Given text —

start

Those taking part in the Conference were delegates of the professional bodies in the Cape, the Transvaal and Natal, and representatives of various educational institutions concerned with the teaching of architecture and related fields. Professor PEARSE represented the University of the Witwatersrand, then the only university offering a course in architecture; Professor AE SNAPE, a civil engineer with a long-standing interest in architecture, and joint editor with DELBRIDGE, of the Architect, Builder and Engineer, spoke for the University of Cape Town; the Natal Technical College was represented by AR Martin, Senior Lecturer in Fine Arts, and its constituent body, the Durban School of Art, by its head, OJP Oxley. Other educationalists who were present were HJ BROWNLEE and WJ DELBRIDGE, representing the Cape Institute of Architects, and Gordon LEITH, speaking for Kimberley. It is interesting to note that the Union Government Education Department was sufficiently concerned with the problem of architectural education on a national scale to send an official delegate.

Discussion ranged wide on many topics only peripherally connected with education. Not all of these are essential to our present theme; but we must note here two points:

  1. the concern of the Conference with the possible formation of a federal educational body, and
  2. the role of a professional publication in the field of education.

Discussion on moves for unification led to the adoption of an important resolution, calling for the formation of a Federal Council on Architectural Education, and the adoption of a Constitution:

The Federal Council shall direct and co-ordinate Architectural Education and in so doing, shall devise schemes for Education and Examinations in the Union of South Africa and submit them to the constituent Societies and Institutions for their consideration.

end

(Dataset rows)
start

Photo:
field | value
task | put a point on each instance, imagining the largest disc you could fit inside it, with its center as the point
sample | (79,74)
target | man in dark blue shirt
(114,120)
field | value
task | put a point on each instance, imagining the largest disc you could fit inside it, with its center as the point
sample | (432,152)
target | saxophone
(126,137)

end

Work to complete —
1: In the conference text, which university was then the only one offering a course in architecture?
2: Repeat the conference text from "The Federal Council" to "for their consideration.".

Solutions in order —
1: The University of the Witwatersrand.

2:
The Federal Council shall direct and co-ordinate Architectural Education and in so doing, shall devise schemes for Education and Examinations in the Union of South Africa and submit them to the constituent Societies and Institutions for their consideration.